> Data records:

——

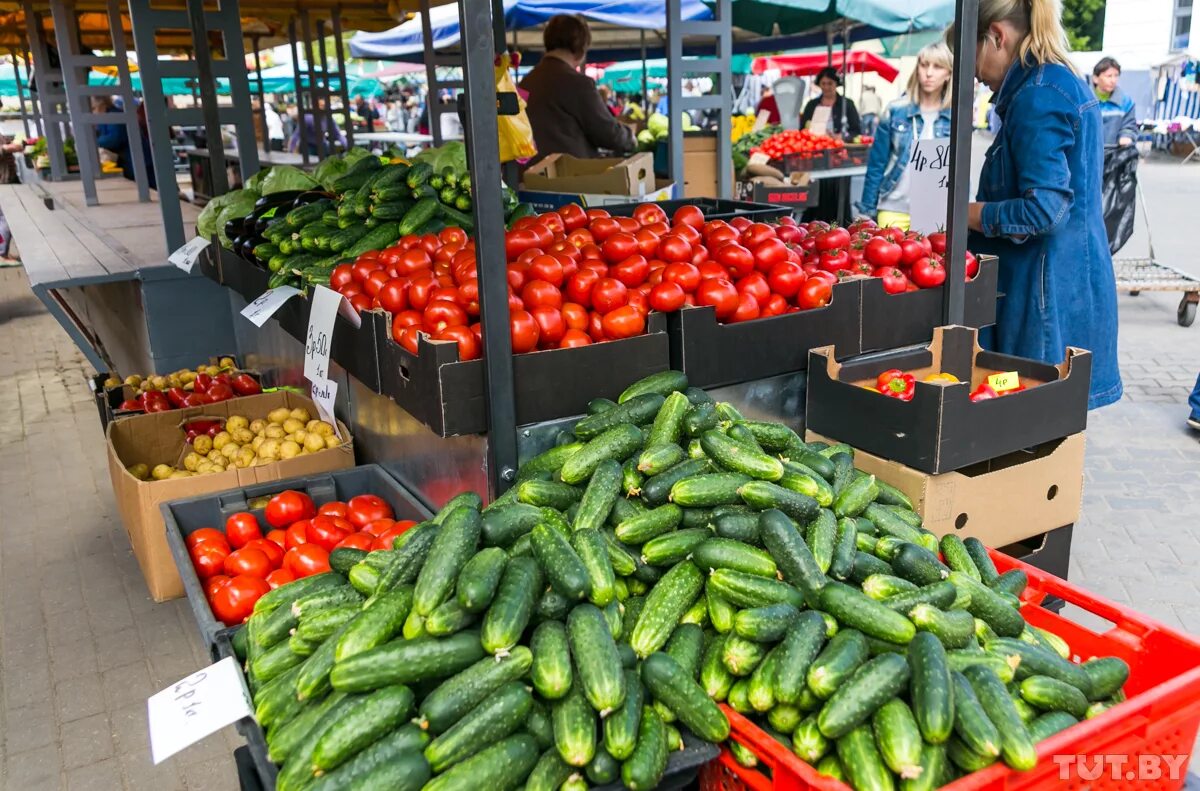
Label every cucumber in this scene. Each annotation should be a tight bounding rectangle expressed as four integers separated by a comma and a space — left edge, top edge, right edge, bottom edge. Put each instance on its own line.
604, 669, 644, 760
586, 748, 621, 785
421, 734, 539, 791
891, 543, 951, 586
568, 603, 626, 715
863, 503, 929, 546
818, 581, 916, 645
312, 684, 414, 772
808, 629, 870, 699
829, 452, 855, 496
991, 569, 1029, 598
963, 537, 1000, 584
712, 511, 760, 545
306, 724, 428, 789
552, 684, 596, 767
413, 506, 481, 617
735, 603, 800, 643
747, 643, 781, 711
1081, 657, 1129, 701
758, 509, 827, 605
640, 457, 712, 507
701, 429, 784, 481
873, 479, 913, 509
962, 663, 1037, 771
347, 563, 379, 596
863, 574, 919, 600
321, 750, 429, 791
587, 397, 618, 415
516, 479, 582, 510
671, 472, 753, 507
683, 402, 719, 437
700, 634, 735, 700
909, 631, 954, 743
1029, 710, 1079, 742
629, 561, 704, 658
950, 670, 1001, 757
517, 443, 585, 483
879, 581, 959, 614
251, 639, 304, 684
375, 522, 439, 594
708, 568, 805, 610
640, 528, 710, 567
616, 503, 682, 544
425, 599, 477, 637
273, 692, 358, 791
293, 620, 353, 702
574, 393, 664, 440
621, 707, 669, 791
618, 371, 688, 404
739, 481, 820, 523
806, 509, 838, 574
424, 680, 532, 772
837, 724, 895, 791
602, 531, 638, 577
873, 698, 923, 779
910, 604, 976, 649
817, 652, 910, 738
645, 390, 691, 448
637, 443, 686, 478
454, 548, 507, 614
480, 504, 540, 548
725, 422, 762, 450
829, 517, 858, 580
621, 458, 646, 497
905, 743, 949, 791
727, 679, 752, 712
664, 623, 705, 681
952, 574, 1026, 638
947, 735, 997, 772
1020, 674, 1089, 718
793, 714, 831, 763
329, 547, 368, 575
767, 703, 803, 735
691, 534, 776, 573
946, 650, 1018, 683
417, 647, 533, 733
530, 523, 590, 601
572, 529, 617, 606
573, 457, 623, 533
330, 631, 485, 692
642, 652, 730, 741
480, 557, 542, 655
940, 535, 981, 580
525, 748, 575, 791
773, 611, 829, 704
722, 634, 767, 676
779, 462, 835, 507
266, 690, 346, 764
832, 474, 878, 518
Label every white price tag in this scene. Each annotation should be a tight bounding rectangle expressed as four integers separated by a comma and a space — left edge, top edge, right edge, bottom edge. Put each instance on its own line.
310, 376, 341, 438
748, 152, 771, 166
169, 236, 211, 273
304, 285, 347, 384
147, 657, 252, 765
240, 286, 301, 328
907, 139, 951, 235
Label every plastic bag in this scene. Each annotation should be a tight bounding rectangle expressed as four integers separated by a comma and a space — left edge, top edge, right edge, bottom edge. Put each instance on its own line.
496, 53, 536, 163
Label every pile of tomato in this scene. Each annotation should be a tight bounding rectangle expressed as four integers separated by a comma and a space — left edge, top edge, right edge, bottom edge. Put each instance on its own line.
117, 371, 262, 413
330, 204, 979, 364
752, 129, 845, 161
186, 489, 415, 626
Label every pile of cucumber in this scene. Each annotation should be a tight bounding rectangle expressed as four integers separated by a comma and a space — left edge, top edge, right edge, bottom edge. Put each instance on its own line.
231, 370, 1130, 791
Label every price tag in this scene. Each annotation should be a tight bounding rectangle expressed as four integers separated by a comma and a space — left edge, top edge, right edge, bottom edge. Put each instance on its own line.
907, 138, 951, 234
240, 286, 301, 328
147, 656, 252, 765
304, 285, 348, 384
987, 371, 1021, 393
748, 152, 771, 166
168, 236, 211, 273
310, 376, 341, 438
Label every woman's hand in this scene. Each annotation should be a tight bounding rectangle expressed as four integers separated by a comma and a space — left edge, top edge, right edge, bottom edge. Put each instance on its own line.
968, 202, 985, 232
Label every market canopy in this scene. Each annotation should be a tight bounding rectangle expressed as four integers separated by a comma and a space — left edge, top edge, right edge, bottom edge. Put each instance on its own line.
728, 0, 955, 38
752, 49, 899, 81
597, 55, 755, 90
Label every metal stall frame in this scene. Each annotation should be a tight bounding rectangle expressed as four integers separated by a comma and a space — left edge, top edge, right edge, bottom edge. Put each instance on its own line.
22, 0, 68, 180
419, 0, 463, 147
8, 47, 40, 138
942, 0, 977, 325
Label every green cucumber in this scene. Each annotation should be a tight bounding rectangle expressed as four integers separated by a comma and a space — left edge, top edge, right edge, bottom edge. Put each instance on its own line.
587, 397, 618, 415
293, 621, 352, 702
946, 650, 1018, 683
817, 652, 910, 738
910, 604, 976, 649
940, 535, 981, 580
706, 587, 737, 634
722, 634, 767, 676
517, 443, 584, 483
637, 443, 686, 477
793, 714, 831, 763
571, 529, 617, 606
1020, 675, 1089, 718
604, 669, 644, 760
254, 600, 301, 649
863, 503, 930, 546
374, 522, 438, 594
425, 599, 477, 637
773, 611, 829, 704
455, 547, 507, 613
739, 481, 820, 523
552, 684, 596, 767
481, 556, 542, 655
413, 506, 481, 617
708, 568, 806, 610
295, 604, 359, 643
808, 629, 870, 699
836, 724, 895, 791
574, 393, 664, 440
615, 503, 682, 544
645, 391, 691, 448
421, 734, 539, 791
573, 458, 623, 533
806, 509, 838, 573
712, 512, 760, 545
779, 462, 834, 507
952, 574, 1026, 638
950, 670, 1001, 758
330, 631, 485, 692
640, 528, 710, 567
516, 479, 582, 510
1028, 710, 1079, 742
618, 371, 688, 404
830, 453, 855, 496
480, 503, 540, 548
829, 517, 858, 580
629, 561, 704, 658
622, 458, 646, 496
250, 639, 304, 684
832, 474, 878, 518
417, 647, 533, 734
266, 691, 346, 765
683, 402, 719, 437
768, 703, 803, 734
879, 581, 959, 614
947, 735, 998, 772
567, 603, 626, 715
424, 681, 532, 772
734, 603, 800, 643
991, 569, 1029, 598
311, 684, 414, 772
905, 743, 949, 791
818, 581, 916, 645
962, 663, 1037, 771
873, 479, 913, 509
700, 634, 735, 700
747, 643, 781, 711
1081, 657, 1129, 701
642, 651, 729, 741
758, 509, 827, 605
586, 748, 621, 785
963, 538, 1001, 584
863, 574, 919, 600
602, 530, 638, 576
620, 706, 669, 791
329, 547, 368, 575
692, 537, 777, 578
273, 692, 358, 791
526, 749, 574, 791
671, 472, 752, 507
701, 429, 784, 481
873, 698, 923, 779
909, 631, 954, 744
891, 543, 951, 586
528, 524, 589, 602
727, 679, 752, 712
640, 457, 712, 507
334, 586, 411, 662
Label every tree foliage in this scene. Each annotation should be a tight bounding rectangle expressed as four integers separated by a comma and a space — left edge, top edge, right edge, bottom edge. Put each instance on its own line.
1063, 0, 1106, 51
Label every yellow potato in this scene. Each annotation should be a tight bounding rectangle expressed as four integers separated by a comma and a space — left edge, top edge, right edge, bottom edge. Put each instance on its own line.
195, 461, 215, 474
180, 371, 197, 384
204, 365, 220, 376
257, 439, 281, 461
280, 440, 302, 460
226, 415, 249, 432
151, 464, 174, 480
249, 419, 267, 434
220, 442, 241, 459
103, 376, 121, 388
124, 374, 142, 387
232, 428, 254, 445
268, 407, 291, 425
166, 374, 182, 389
289, 408, 311, 423
265, 425, 286, 439
212, 431, 233, 450
293, 428, 308, 444
251, 435, 265, 452
150, 375, 167, 390
311, 421, 335, 438
219, 356, 236, 369
168, 470, 195, 479
127, 463, 150, 480
206, 449, 225, 463
236, 447, 256, 469
182, 452, 201, 472
303, 433, 326, 453
305, 419, 323, 432
280, 418, 302, 435
324, 434, 341, 449
192, 435, 213, 455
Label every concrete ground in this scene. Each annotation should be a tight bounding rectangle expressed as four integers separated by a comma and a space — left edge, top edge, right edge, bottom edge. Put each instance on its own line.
0, 157, 1197, 789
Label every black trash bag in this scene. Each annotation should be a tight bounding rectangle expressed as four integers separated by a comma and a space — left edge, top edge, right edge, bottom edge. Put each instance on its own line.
1102, 145, 1139, 255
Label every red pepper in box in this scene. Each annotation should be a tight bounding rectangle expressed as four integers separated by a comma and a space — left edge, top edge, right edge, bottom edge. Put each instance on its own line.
876, 369, 916, 401
970, 383, 1000, 402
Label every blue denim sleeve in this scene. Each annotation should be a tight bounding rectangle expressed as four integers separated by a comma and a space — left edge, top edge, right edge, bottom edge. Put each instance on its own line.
856, 108, 892, 217
981, 87, 1075, 240
1120, 101, 1138, 142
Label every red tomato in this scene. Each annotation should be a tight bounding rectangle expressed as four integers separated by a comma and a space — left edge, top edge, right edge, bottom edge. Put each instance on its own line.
285, 520, 311, 550
330, 264, 354, 289
204, 575, 231, 599
633, 203, 668, 225
565, 269, 600, 307
557, 203, 588, 230
965, 251, 980, 280
649, 281, 686, 312
730, 292, 762, 323
334, 533, 375, 552
633, 229, 661, 258
626, 289, 649, 315
767, 261, 806, 299
434, 325, 481, 361
697, 260, 727, 281
611, 255, 650, 288
579, 244, 605, 262
736, 272, 771, 307
657, 235, 693, 263
662, 262, 701, 292
243, 538, 284, 569
391, 310, 423, 343
528, 255, 565, 287
422, 299, 469, 334
695, 278, 740, 320
874, 266, 910, 294
673, 224, 702, 246
729, 216, 752, 231
601, 232, 638, 264
186, 527, 229, 552
762, 293, 789, 317
265, 490, 316, 529
265, 529, 287, 549
565, 228, 594, 249
521, 280, 564, 310
223, 547, 271, 578
814, 227, 851, 252
714, 242, 755, 278
345, 494, 393, 529
864, 237, 902, 269
899, 236, 932, 266
819, 248, 852, 273
505, 228, 541, 261
284, 544, 332, 578
559, 329, 593, 348
590, 278, 629, 314
306, 515, 352, 552
562, 302, 589, 331
602, 305, 646, 339
752, 239, 790, 273
191, 541, 230, 580
510, 310, 541, 353
530, 306, 567, 347
361, 269, 389, 298
807, 269, 839, 286
588, 310, 606, 342
429, 286, 462, 305
265, 568, 296, 590
318, 501, 348, 518
349, 294, 372, 314
588, 217, 621, 242
739, 223, 776, 249
351, 258, 382, 284
360, 518, 394, 537
407, 275, 438, 312
796, 277, 833, 309
909, 257, 947, 288
670, 205, 704, 230
211, 575, 271, 626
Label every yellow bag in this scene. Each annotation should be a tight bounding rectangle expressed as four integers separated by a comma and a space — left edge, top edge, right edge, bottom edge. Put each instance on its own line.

——

> Problem to solve: Print each line, starting with the one that contains "Label every red tomato" and ending with the last line of the data, exactly as it stands and with no other lines.

> Result of the task:
Label every red tomato in this scene. Each annotation should be a tight bounding rectangle expressed as four integers separated by a comma and a space — left edge, top edge, right edge, bottom edge. Put each instance on its own line.
285, 520, 311, 550
330, 264, 354, 289
204, 575, 231, 599
633, 203, 668, 225
565, 269, 600, 307
557, 203, 588, 230
965, 251, 980, 280
649, 281, 686, 312
730, 292, 762, 323
334, 533, 375, 552
633, 229, 661, 258
626, 289, 649, 315
767, 261, 806, 299
434, 325, 481, 361
697, 260, 727, 281
611, 255, 650, 288
579, 244, 605, 262
736, 272, 771, 307
657, 235, 693, 263
662, 262, 701, 292
243, 538, 284, 569
391, 310, 423, 343
528, 255, 565, 287
422, 299, 469, 334
695, 278, 740, 320
874, 266, 910, 294
673, 224, 702, 246
729, 216, 752, 231
601, 232, 638, 264
186, 527, 229, 552
762, 293, 789, 317
265, 490, 316, 529
265, 529, 287, 549
565, 228, 594, 249
521, 280, 564, 310
223, 547, 271, 578
814, 227, 851, 252
714, 242, 755, 278
345, 494, 393, 529
864, 237, 902, 269
899, 236, 932, 266
819, 248, 852, 273
505, 228, 541, 261
284, 544, 332, 578
559, 329, 593, 348
590, 278, 629, 314
306, 515, 352, 552
562, 302, 589, 331
602, 305, 646, 339
752, 239, 790, 273
191, 541, 230, 580
510, 310, 541, 353
530, 306, 567, 347
361, 269, 389, 298
807, 269, 839, 286
588, 310, 606, 342
429, 286, 462, 305
265, 568, 296, 590
318, 501, 348, 518
349, 294, 372, 314
588, 217, 621, 242
739, 223, 776, 249
351, 258, 382, 284
360, 518, 394, 537
407, 275, 438, 312
796, 277, 833, 309
909, 257, 947, 288
670, 205, 704, 230
211, 575, 271, 626
Label every yellow bag in this scene. Each annotation should be a tight bounding rectangle expressed as four integers separated by a comma and a space — left edge, top edge, right edge, bottom edge. Put each instance on its own line.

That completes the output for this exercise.